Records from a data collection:
*** Block opens ***
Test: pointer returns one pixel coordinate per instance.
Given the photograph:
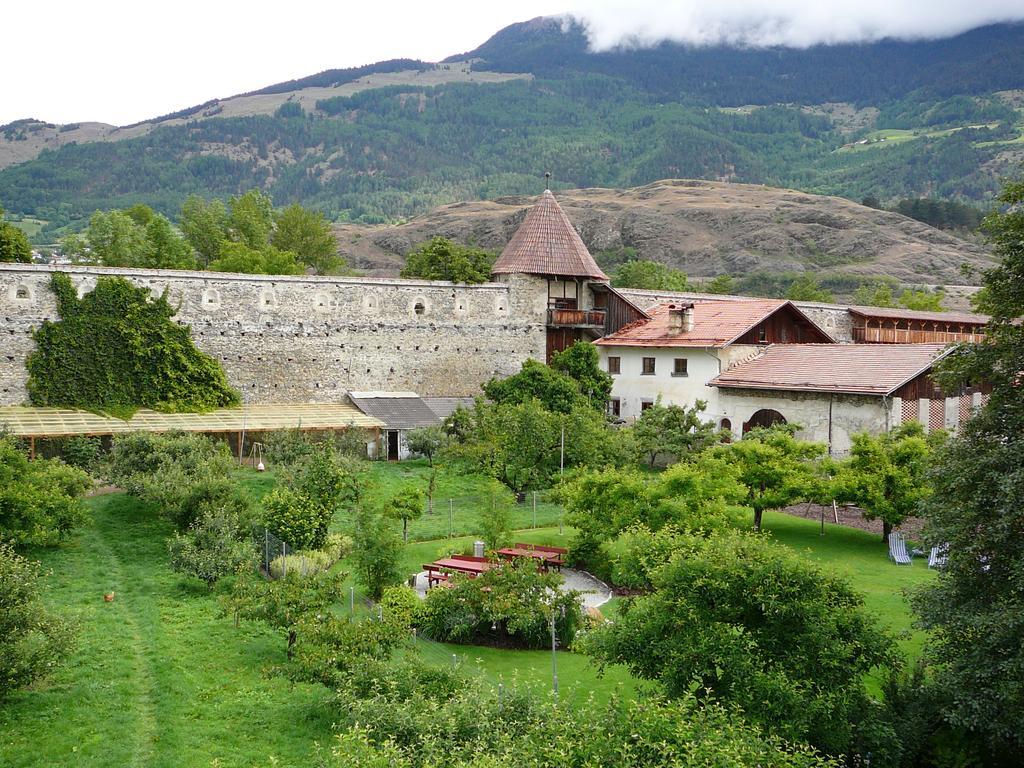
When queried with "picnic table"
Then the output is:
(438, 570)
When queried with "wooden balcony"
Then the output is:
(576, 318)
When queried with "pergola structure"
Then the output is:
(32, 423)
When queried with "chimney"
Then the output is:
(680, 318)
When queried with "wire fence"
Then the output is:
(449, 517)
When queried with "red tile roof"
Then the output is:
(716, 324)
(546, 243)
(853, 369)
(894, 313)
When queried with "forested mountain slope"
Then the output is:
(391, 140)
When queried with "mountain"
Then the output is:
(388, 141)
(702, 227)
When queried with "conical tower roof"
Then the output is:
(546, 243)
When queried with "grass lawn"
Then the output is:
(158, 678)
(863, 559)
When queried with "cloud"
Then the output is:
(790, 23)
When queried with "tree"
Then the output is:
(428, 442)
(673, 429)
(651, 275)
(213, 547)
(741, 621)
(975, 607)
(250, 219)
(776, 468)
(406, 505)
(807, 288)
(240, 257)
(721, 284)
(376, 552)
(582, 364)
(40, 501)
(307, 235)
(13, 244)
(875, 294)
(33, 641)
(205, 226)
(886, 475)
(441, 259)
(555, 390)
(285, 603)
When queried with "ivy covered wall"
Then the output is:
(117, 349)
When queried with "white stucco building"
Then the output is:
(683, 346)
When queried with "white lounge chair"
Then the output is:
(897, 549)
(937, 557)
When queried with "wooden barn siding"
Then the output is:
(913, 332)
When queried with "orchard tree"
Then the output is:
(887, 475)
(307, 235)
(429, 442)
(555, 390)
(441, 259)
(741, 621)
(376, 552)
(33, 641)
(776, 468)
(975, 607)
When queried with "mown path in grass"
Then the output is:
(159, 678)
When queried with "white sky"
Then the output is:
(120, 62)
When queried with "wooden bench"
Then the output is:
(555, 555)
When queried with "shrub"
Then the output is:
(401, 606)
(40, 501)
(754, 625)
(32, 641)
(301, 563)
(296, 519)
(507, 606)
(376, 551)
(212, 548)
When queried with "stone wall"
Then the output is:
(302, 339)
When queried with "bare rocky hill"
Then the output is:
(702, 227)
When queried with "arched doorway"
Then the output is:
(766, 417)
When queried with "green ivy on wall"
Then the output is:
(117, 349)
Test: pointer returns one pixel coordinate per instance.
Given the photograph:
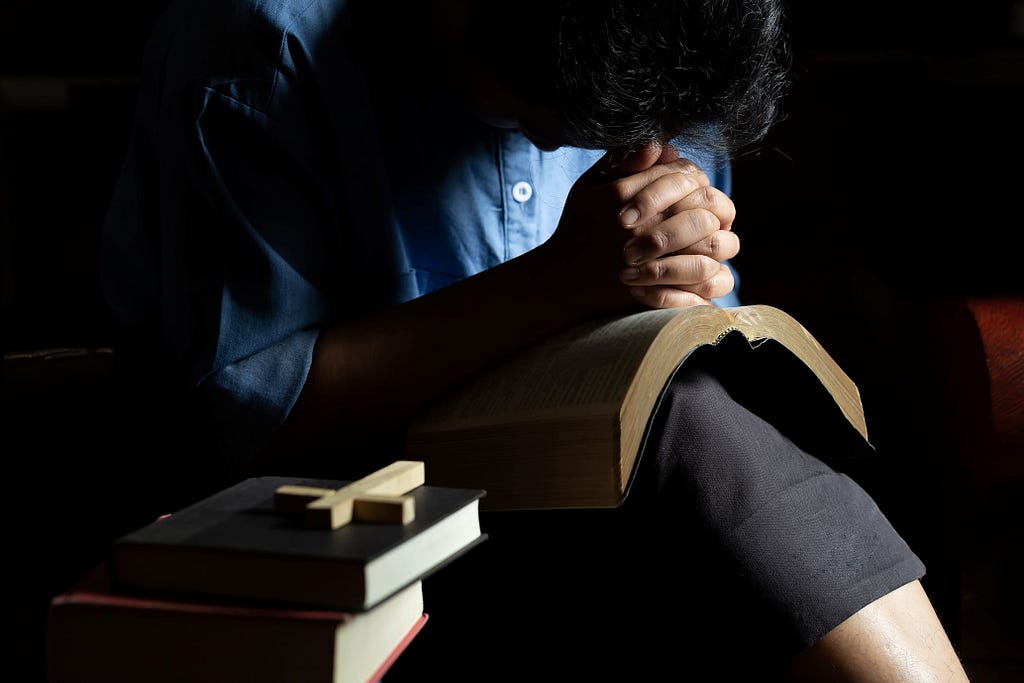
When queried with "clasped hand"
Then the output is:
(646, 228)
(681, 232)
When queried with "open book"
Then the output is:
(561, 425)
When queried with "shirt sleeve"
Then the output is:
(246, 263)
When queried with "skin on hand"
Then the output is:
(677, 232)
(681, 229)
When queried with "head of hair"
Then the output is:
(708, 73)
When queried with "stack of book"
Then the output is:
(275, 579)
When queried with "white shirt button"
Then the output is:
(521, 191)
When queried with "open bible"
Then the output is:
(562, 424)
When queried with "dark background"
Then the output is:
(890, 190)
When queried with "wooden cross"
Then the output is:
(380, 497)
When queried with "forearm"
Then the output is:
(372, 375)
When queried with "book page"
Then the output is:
*** Block closes ***
WHAT IS NEEDED: Without any of its images, the data above should be returned exactly.

TASK SOLUTION:
Test: pointer returns one pixel coordinate per instance.
Given the photograph:
When queried with "picnic table"
Then the output is:
(438, 570)
When queried with "wooden balcony"
Then the output is:
(576, 318)
When queried with "pergola structure"
Then the output is:
(32, 423)
When queried with "chimney"
Then the output is:
(680, 318)
When queried with "wire fence"
Then the output is:
(449, 517)
When queried with "red tile roof"
Then the output is:
(716, 324)
(546, 243)
(853, 369)
(894, 313)
When queried with "forested mountain slope"
Then the output is:
(391, 140)
When queried with "mountain"
Then the output is:
(388, 141)
(702, 227)
When queried with "conical tower roof"
Then the output is:
(546, 243)
When queried with "grass lawn"
Then the output is:
(158, 678)
(863, 559)
When queried with "cloud"
Then the output is:
(790, 23)
When queried with "tree"
Then the output is:
(428, 442)
(673, 429)
(651, 275)
(213, 547)
(741, 621)
(975, 607)
(250, 219)
(776, 468)
(406, 505)
(807, 288)
(240, 257)
(721, 284)
(376, 552)
(582, 364)
(40, 501)
(307, 235)
(13, 244)
(875, 294)
(33, 641)
(205, 226)
(886, 475)
(441, 259)
(555, 390)
(285, 603)
When queried with "ivy covered wall"
Then the output is:
(117, 349)
When queried with "white stucco building"
Then the output is:
(683, 346)
When queried with "white lounge chair"
Then the output is:
(897, 549)
(937, 557)
When queried with "wooden barn siding"
Then the output is:
(913, 332)
When queried with "orchard tree"
Then the output is:
(887, 475)
(307, 235)
(429, 442)
(555, 390)
(441, 259)
(741, 621)
(376, 552)
(33, 641)
(776, 468)
(975, 607)
When queried with "mown path in grass"
Then the output is:
(159, 678)
When queried with "white sky"
Then the output is:
(120, 62)
When queried with "wooden bench"
Then the output is:
(555, 555)
When queried with "shrub"
Then the output is:
(401, 606)
(40, 501)
(754, 625)
(32, 641)
(301, 563)
(296, 519)
(507, 606)
(376, 551)
(212, 548)
When queried with "stone wall"
Then the output is:
(302, 339)
When queried with "bare rocky hill"
Then the output is:
(702, 227)
When queried with "arched doorway"
Then the output is:
(766, 417)
When queried with "green ivy on wall"
Then the output is:
(117, 349)
Test: pointer returns one pixel coordinate per instance.
Given the photograph:
When queried with "clasped hand"
Then the output is:
(646, 228)
(681, 232)
When queried with "open book"
Then the output is:
(561, 425)
When queried with "shirt sleeve"
Then the output is:
(246, 263)
When queried with "skin on hand"
Then the output is:
(677, 232)
(681, 229)
When queried with "head of hair"
Then the output is:
(708, 73)
When queried with "stack of book"
Then the output is:
(275, 579)
When queried with "white shirt button"
Then the output is:
(521, 191)
When queried with "open bible"
Then the output is:
(562, 424)
When queried with "dark background"
Then the output is:
(890, 190)
When queried with "wooden cross"
Then the output is:
(380, 497)
When queried with "forearm"
Then the output is:
(372, 375)
When queried with "book page"
Then the output is:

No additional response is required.